Sonntag, 16. Januar 2011

Nevfel Cumart "Tarzandeutsch"

Tarzandeutsch: "Du mich verstehen?"

Ein Dichter erzählt vom Leben zwischen den zwei Welten Deutschland und Türkei

Rinteln. (cok) Nevfel Cumart ist Dichter und Islamwissenschaftler. Als er am Dienstagabend in der Bibliothek des Ernestinums eine Runde aus älteren Schülern, Lehrern und einigen Eltern um sich versammelte, da trat er allerdings eher wie ein Entertainer auf. Sein Thema: Das Leben zwischen zwei Welten. 1964 als Kind türkischer Gastarbeiter in Deutschland geboren, verwandelte er plaudernd seine Autobiographie in ein kleines Lehrstück über Integration.

■ AUFGABEN
1. Beantworte anhand des Berichts über Nevfel Cumart:
(a) Welche zwei Berufe werden für Nevfel Cumart genannt?
(b) Wo versammelte er am Dienstagabend seine Zuhörer?
(c) In welchem Jahr wurde er geboren, und als Kind welcher Eltern?
2. Führe den Bericht über Nevfel Cumart im gleichen Stil weiter, beginnend nach dem Satz über sein „kleines Lehrstück über Integration“.
Die Einträge braucht man zur Bearbeitung nicht.

■ AUSZÜGE DER EINTRÄGE

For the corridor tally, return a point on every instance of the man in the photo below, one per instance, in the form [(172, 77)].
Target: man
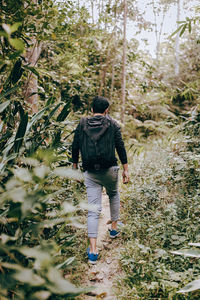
[(96, 138)]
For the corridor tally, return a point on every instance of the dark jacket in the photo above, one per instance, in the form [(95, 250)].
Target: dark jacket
[(97, 125)]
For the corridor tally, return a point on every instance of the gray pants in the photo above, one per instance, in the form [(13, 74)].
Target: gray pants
[(94, 183)]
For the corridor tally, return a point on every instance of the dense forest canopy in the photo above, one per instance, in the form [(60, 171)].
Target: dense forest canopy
[(54, 57)]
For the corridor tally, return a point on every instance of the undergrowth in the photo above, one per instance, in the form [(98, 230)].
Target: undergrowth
[(161, 210)]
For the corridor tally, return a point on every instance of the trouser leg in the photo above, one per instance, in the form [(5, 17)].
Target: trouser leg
[(94, 194), (111, 185)]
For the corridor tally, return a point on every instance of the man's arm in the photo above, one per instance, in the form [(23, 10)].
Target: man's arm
[(121, 151), (125, 174)]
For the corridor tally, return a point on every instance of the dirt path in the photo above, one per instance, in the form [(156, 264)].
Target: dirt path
[(103, 274)]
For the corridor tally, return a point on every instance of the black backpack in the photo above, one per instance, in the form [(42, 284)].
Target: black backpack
[(97, 143)]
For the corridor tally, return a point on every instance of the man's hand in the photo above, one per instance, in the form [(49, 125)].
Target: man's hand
[(125, 174), (75, 166)]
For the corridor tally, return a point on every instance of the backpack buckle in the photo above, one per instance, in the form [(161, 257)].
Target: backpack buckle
[(97, 167)]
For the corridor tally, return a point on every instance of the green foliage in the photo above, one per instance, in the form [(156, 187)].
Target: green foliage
[(161, 212), (34, 238)]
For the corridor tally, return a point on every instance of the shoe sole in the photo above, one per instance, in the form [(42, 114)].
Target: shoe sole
[(114, 236), (92, 262)]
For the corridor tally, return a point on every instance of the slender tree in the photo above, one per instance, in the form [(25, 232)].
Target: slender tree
[(176, 67)]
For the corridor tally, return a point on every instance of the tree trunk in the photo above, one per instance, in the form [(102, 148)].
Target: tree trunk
[(31, 89), (176, 66), (124, 64)]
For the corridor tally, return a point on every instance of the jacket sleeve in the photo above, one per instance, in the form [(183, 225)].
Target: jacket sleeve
[(76, 145), (119, 145)]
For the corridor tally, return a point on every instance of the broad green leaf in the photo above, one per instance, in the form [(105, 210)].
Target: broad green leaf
[(17, 44), (69, 173), (194, 244), (192, 286), (20, 132), (17, 71), (23, 174), (68, 208), (36, 117), (64, 113), (41, 171), (190, 26), (66, 262), (8, 92), (42, 295), (4, 105), (7, 28), (183, 29), (33, 70), (61, 286), (187, 252), (15, 27), (28, 276), (18, 195), (54, 110)]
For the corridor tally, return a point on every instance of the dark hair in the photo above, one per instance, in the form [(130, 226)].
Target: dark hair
[(99, 104)]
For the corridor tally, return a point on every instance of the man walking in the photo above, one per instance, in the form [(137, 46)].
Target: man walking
[(96, 138)]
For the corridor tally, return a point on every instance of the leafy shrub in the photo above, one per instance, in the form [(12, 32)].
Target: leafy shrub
[(161, 211)]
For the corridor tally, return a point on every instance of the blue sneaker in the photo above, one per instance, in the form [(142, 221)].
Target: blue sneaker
[(113, 233), (92, 258)]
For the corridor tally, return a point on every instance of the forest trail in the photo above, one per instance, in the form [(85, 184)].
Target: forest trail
[(103, 274)]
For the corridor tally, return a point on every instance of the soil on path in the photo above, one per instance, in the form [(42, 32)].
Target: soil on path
[(104, 273)]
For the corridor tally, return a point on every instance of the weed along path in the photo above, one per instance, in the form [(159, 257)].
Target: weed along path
[(103, 274)]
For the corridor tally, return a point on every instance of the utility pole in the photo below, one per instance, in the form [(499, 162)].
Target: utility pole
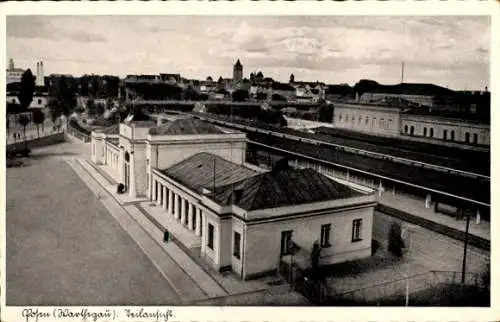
[(464, 262), (402, 72)]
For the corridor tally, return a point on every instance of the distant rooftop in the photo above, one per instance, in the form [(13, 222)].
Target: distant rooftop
[(186, 126), (205, 170)]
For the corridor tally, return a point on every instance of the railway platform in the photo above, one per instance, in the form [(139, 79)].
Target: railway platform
[(416, 206)]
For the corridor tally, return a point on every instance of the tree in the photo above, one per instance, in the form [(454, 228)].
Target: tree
[(91, 108), (55, 109), (278, 97), (38, 118), (27, 87)]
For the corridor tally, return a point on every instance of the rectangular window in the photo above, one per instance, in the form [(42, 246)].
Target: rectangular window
[(356, 229), (325, 235), (236, 245), (286, 242), (210, 237)]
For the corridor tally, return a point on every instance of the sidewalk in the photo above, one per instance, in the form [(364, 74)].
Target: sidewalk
[(99, 176), (416, 206), (182, 283), (212, 283)]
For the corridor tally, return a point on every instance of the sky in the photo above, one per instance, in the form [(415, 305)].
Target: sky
[(451, 51)]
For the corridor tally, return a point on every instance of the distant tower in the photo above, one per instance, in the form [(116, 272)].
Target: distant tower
[(40, 78), (237, 71)]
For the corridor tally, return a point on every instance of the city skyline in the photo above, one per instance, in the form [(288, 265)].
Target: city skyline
[(450, 51)]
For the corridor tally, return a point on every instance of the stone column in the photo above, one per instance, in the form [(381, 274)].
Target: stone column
[(170, 202), (153, 190), (159, 192), (165, 196), (132, 191), (183, 211), (190, 216), (428, 201), (177, 201), (198, 222)]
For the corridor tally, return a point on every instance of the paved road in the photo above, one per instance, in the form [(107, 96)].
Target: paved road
[(64, 248), (433, 251)]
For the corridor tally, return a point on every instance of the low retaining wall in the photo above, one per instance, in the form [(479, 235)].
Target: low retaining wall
[(38, 142)]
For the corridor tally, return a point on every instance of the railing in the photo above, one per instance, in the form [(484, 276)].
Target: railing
[(31, 137), (395, 291), (374, 175), (372, 154), (79, 135)]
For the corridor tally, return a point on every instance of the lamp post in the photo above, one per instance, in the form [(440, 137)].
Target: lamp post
[(409, 230), (466, 242)]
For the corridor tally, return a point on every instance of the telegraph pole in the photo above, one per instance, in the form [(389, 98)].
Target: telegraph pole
[(464, 262)]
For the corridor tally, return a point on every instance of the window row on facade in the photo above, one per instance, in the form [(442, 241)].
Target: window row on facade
[(447, 136), (287, 244), (382, 122)]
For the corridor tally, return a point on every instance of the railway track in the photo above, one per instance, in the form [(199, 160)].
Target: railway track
[(469, 189), (388, 153), (456, 234)]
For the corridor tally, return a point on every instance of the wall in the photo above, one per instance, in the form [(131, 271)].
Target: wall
[(368, 119), (263, 241), (418, 99), (439, 125), (40, 142), (212, 256)]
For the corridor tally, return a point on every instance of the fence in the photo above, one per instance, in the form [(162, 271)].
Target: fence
[(394, 292), (35, 142)]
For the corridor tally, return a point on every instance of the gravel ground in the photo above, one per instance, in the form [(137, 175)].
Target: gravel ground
[(64, 248)]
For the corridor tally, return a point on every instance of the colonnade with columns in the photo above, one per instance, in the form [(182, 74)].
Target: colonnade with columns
[(182, 209)]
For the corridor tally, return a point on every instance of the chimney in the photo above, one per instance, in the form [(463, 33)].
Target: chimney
[(236, 195)]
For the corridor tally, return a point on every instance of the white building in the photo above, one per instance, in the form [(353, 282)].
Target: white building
[(247, 221), (13, 74), (377, 120), (444, 129)]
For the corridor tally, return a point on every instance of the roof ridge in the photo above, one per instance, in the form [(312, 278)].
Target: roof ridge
[(260, 177)]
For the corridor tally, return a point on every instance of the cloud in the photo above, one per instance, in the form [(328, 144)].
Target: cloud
[(315, 47)]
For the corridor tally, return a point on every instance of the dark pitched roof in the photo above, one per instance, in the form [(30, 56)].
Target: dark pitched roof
[(283, 188), (197, 172), (185, 126)]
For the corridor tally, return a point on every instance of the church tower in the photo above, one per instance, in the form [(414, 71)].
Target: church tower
[(237, 71)]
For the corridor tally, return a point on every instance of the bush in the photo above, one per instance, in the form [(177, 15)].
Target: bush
[(121, 188)]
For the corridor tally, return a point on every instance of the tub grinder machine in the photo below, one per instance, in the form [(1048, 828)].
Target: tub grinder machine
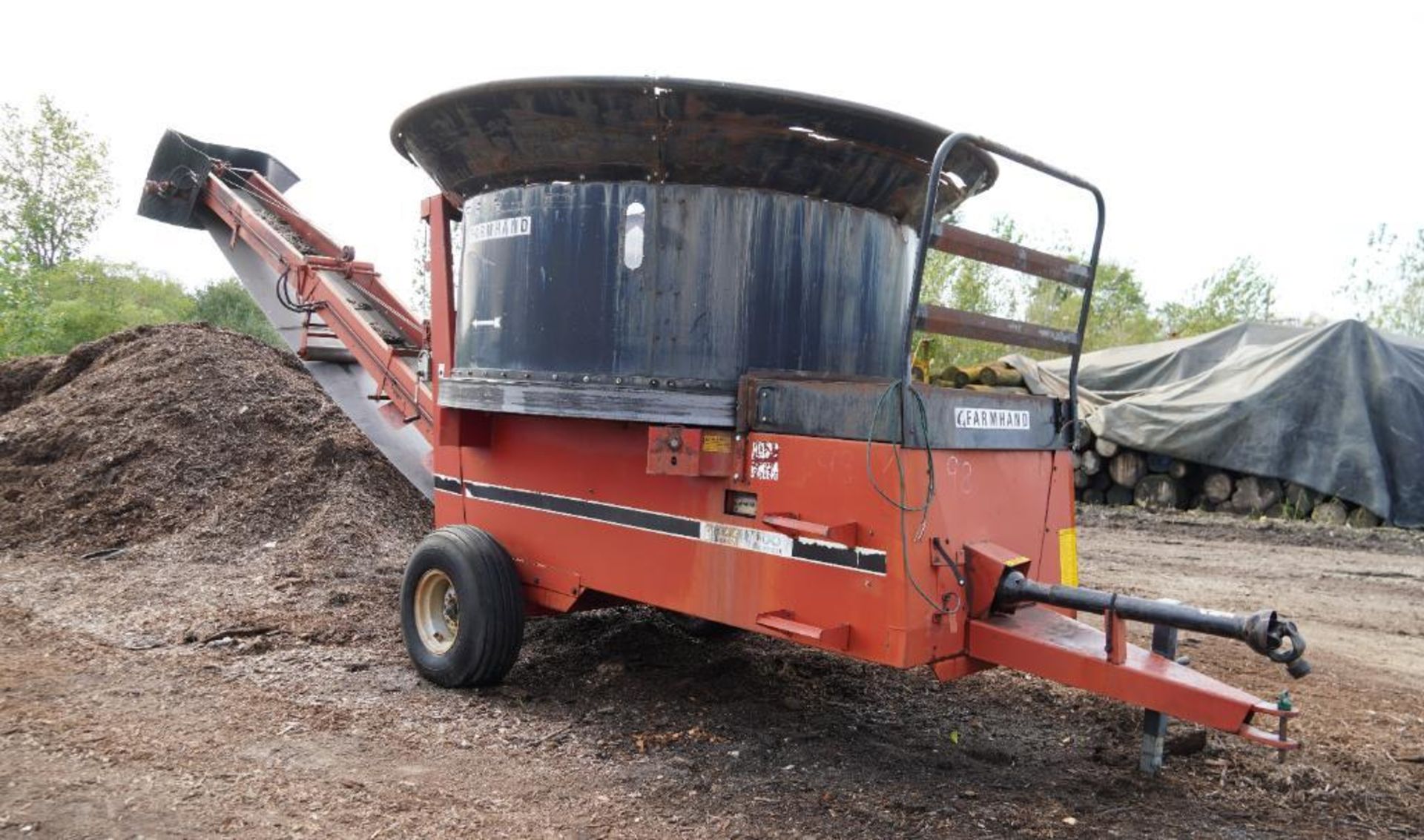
[(674, 368)]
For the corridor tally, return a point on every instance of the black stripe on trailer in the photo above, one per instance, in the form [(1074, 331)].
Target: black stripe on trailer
[(587, 510), (871, 561), (865, 560)]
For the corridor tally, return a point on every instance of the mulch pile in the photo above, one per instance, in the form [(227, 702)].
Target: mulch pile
[(187, 436)]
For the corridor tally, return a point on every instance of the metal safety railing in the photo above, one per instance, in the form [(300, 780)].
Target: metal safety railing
[(979, 247)]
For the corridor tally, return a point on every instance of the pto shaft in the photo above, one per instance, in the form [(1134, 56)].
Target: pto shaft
[(1264, 631)]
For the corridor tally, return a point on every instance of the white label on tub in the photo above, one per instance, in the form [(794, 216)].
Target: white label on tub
[(501, 228), (990, 419)]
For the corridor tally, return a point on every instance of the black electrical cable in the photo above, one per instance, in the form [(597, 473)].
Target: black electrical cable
[(900, 504), (284, 295)]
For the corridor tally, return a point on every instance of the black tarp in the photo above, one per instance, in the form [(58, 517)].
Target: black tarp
[(1337, 409)]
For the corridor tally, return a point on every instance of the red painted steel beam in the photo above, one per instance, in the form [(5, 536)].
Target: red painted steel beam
[(1000, 252), (987, 328), (315, 280), (1043, 643)]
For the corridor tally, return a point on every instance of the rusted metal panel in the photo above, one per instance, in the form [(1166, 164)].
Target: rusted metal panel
[(682, 131), (989, 328), (1010, 255)]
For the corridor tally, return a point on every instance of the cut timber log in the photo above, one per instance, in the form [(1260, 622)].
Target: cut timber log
[(1331, 513), (1118, 495), (1255, 495), (1091, 462), (1158, 493), (1000, 375), (1083, 436), (1363, 517), (997, 389), (1302, 500), (1218, 487), (1127, 467), (953, 376), (972, 372)]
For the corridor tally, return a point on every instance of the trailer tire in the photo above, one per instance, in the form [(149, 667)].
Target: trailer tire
[(462, 608)]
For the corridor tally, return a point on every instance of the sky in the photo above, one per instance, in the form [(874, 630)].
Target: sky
[(1283, 131)]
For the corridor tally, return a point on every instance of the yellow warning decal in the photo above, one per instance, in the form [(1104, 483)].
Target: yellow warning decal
[(716, 442), (1068, 557)]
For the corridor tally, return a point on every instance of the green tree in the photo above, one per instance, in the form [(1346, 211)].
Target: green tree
[(80, 301), (24, 322), (54, 185), (1121, 314), (1239, 292), (228, 305), (1388, 284), (972, 286)]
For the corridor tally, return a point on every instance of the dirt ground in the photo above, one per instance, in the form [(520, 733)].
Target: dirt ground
[(237, 668)]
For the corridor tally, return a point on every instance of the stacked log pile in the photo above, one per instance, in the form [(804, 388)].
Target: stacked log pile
[(1108, 473)]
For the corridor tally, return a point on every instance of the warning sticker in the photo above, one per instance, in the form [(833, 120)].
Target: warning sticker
[(748, 538), (716, 442), (501, 228), (766, 460), (1010, 419), (1068, 557)]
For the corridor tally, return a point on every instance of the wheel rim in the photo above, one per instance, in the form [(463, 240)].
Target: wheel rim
[(438, 611)]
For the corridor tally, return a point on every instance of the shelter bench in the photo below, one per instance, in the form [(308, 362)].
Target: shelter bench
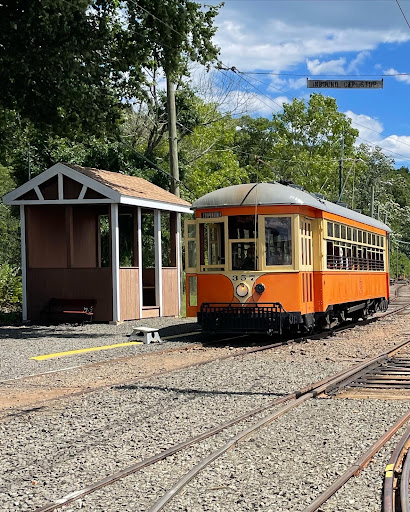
[(75, 308), (150, 334)]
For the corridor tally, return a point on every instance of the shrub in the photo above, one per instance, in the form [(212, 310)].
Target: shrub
[(11, 288)]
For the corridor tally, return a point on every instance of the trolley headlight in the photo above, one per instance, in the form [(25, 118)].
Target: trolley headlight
[(260, 288), (242, 290)]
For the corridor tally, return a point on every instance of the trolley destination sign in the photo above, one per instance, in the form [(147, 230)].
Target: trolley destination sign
[(344, 84)]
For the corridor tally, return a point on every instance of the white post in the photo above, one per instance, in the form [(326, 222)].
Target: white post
[(139, 240), (115, 263), (178, 248), (158, 260), (23, 261)]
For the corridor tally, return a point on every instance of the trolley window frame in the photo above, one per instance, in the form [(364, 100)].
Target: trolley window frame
[(375, 251), (189, 240), (293, 267), (209, 267)]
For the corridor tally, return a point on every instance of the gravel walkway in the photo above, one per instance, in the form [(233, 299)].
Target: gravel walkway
[(47, 453), (19, 344)]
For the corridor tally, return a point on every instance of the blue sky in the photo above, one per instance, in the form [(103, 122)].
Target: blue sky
[(296, 39)]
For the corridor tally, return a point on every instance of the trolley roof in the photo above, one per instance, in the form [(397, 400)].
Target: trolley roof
[(251, 194)]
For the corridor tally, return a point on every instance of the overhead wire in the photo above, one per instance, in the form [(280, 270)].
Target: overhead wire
[(240, 73), (355, 123), (404, 16)]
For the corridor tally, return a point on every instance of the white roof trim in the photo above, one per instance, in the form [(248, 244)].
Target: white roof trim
[(109, 193), (152, 203)]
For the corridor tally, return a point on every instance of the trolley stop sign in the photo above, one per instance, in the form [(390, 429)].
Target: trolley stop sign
[(344, 84)]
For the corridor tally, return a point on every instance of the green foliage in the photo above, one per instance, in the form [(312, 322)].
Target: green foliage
[(399, 264), (11, 292), (172, 33)]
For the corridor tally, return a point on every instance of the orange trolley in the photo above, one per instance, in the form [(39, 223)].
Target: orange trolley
[(270, 257)]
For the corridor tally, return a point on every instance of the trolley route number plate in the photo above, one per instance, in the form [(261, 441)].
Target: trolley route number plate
[(243, 277)]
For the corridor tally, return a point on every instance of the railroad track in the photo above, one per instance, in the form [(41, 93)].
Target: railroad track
[(281, 406), (396, 496), (75, 391)]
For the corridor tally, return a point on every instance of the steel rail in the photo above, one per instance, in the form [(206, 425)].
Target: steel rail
[(391, 473), (176, 448), (182, 482), (405, 481), (179, 447), (357, 466)]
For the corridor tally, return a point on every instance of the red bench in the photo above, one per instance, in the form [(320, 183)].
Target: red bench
[(64, 309)]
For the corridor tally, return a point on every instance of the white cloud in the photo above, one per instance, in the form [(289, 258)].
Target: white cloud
[(399, 78), (278, 46), (398, 145), (369, 128), (358, 61), (315, 67)]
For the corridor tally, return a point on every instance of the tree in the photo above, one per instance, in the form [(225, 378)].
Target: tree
[(178, 31), (311, 139)]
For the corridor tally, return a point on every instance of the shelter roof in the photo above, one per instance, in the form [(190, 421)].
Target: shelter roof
[(252, 194), (131, 186), (72, 184)]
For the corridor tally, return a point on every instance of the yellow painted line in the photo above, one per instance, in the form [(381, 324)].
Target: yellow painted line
[(82, 350)]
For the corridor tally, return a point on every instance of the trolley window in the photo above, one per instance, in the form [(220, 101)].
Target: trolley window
[(242, 227), (190, 246), (243, 256), (212, 246), (278, 240)]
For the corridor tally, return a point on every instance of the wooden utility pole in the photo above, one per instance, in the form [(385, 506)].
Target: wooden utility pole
[(172, 137)]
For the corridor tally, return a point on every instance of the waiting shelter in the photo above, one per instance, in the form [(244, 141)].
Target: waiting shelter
[(99, 235)]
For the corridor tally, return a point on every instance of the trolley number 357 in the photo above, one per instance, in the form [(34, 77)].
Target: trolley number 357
[(243, 277)]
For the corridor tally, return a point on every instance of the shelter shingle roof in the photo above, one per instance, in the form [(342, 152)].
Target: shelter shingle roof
[(130, 186)]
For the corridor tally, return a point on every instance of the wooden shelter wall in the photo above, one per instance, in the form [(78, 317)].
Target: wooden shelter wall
[(84, 236), (46, 237), (129, 293), (170, 291), (69, 283)]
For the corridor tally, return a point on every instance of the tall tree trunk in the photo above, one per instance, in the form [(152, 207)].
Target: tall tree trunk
[(173, 140)]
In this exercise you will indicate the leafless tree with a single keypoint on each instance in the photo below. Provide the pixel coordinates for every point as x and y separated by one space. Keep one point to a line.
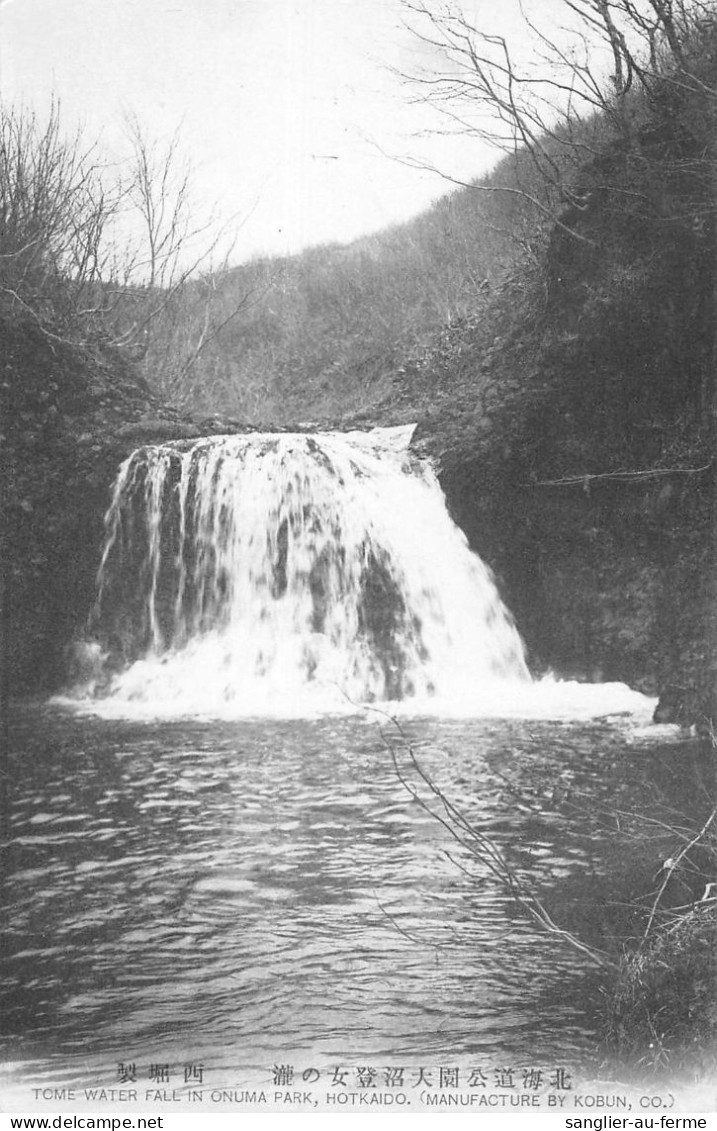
581 89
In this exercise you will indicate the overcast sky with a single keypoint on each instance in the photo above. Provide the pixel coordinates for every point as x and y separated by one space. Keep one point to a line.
290 110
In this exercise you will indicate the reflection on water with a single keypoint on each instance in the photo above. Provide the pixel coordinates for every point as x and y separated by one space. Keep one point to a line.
242 891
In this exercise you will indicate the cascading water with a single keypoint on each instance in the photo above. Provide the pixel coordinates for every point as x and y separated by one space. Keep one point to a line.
264 572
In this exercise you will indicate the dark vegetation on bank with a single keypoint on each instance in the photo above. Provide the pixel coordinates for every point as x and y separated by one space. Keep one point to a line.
552 329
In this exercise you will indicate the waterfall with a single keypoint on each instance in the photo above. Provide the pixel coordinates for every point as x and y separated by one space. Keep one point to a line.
269 571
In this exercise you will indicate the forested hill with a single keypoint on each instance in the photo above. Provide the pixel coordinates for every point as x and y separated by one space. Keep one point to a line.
320 335
551 328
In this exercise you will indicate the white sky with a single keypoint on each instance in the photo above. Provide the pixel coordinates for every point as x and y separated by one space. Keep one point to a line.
287 109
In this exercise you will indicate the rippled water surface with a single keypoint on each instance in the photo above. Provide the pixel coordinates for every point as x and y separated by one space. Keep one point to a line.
244 892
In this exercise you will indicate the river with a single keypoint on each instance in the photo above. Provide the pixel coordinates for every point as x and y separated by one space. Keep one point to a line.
243 894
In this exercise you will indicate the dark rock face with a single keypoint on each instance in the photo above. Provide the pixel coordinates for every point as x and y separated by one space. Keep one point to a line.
68 417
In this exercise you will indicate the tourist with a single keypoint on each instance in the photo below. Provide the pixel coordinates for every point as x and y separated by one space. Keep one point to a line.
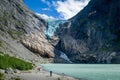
50 73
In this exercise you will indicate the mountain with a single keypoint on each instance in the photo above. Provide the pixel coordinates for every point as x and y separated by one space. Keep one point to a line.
22 32
93 35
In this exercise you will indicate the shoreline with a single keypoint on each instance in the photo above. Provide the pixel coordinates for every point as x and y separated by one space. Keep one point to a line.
43 75
62 74
36 74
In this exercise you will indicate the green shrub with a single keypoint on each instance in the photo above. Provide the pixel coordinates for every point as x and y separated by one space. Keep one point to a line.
6 61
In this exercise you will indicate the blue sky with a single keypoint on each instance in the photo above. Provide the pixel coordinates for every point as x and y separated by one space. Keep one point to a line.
56 9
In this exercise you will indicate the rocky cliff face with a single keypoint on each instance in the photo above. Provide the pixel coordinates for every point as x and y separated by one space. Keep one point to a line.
93 35
22 32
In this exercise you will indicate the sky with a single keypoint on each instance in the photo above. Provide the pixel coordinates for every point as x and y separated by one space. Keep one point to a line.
56 9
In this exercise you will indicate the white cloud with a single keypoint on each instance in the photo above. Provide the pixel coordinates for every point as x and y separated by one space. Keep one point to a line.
44 16
69 8
45 9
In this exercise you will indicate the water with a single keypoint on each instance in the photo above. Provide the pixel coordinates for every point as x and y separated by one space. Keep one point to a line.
87 71
52 26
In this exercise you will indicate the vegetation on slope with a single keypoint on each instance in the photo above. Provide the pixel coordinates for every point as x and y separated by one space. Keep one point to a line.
7 61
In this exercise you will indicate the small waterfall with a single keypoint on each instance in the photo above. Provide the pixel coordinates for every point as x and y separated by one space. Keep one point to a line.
52 26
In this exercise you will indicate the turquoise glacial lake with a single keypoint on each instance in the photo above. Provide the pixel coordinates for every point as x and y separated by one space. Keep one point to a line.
86 71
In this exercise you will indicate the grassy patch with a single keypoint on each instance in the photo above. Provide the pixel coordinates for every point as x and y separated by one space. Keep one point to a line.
7 61
1 76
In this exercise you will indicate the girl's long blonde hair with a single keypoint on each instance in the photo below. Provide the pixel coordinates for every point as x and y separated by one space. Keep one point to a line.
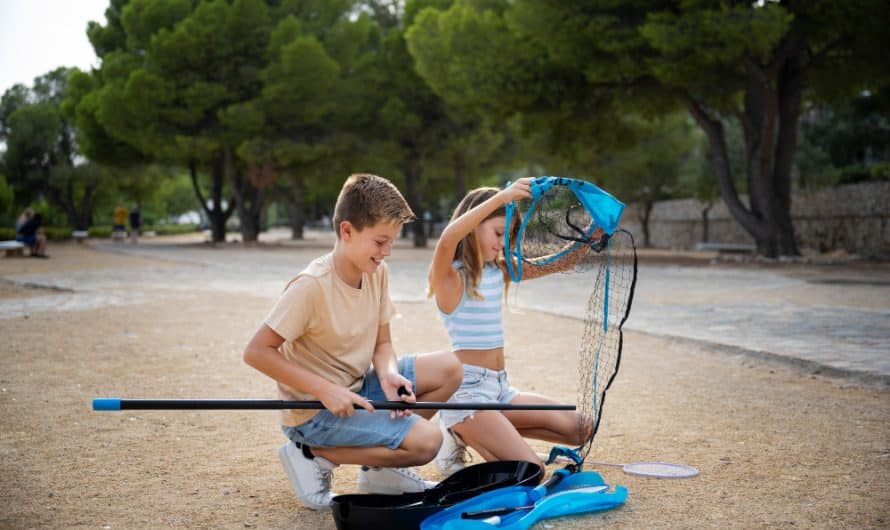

■ LÖSUNGEN
1.
(a) Dichter und Islamwissenschaftler
(b) In der Bibliothek des Ernestinums
(c) 1964, als Kind türkischer Gastarbeiter

2.
Wie jedes Mal, wenn er im Ernestinum zu Gast ist, erstaunt der Dichter - 15 Gedichtbände sind im Laufe der Jahre von ihm erschienen - die Schüler durch seinen lockeren Auftritt. Die wenigsten stellen sich einen Poeten und Wissenschaftler so vor, dass er sich hemdsärmelig auf das Pult setzt, jeden angrinst, Scherze macht und allerlei Anekdoten erzählt, bevor er tatsächlich mal eines seiner Gedichte vorliest. Die meisten davon waren Liebesgedichte, mal in sehr nüchternen Worten, mal schwelgerisch und pathetisch. Sie handelten von seiner ersten unglücklichen Liebe, die nicht untypisch war für einen Gastarbeiterjungen, der sich in ein deutsches Mädchen verliebt.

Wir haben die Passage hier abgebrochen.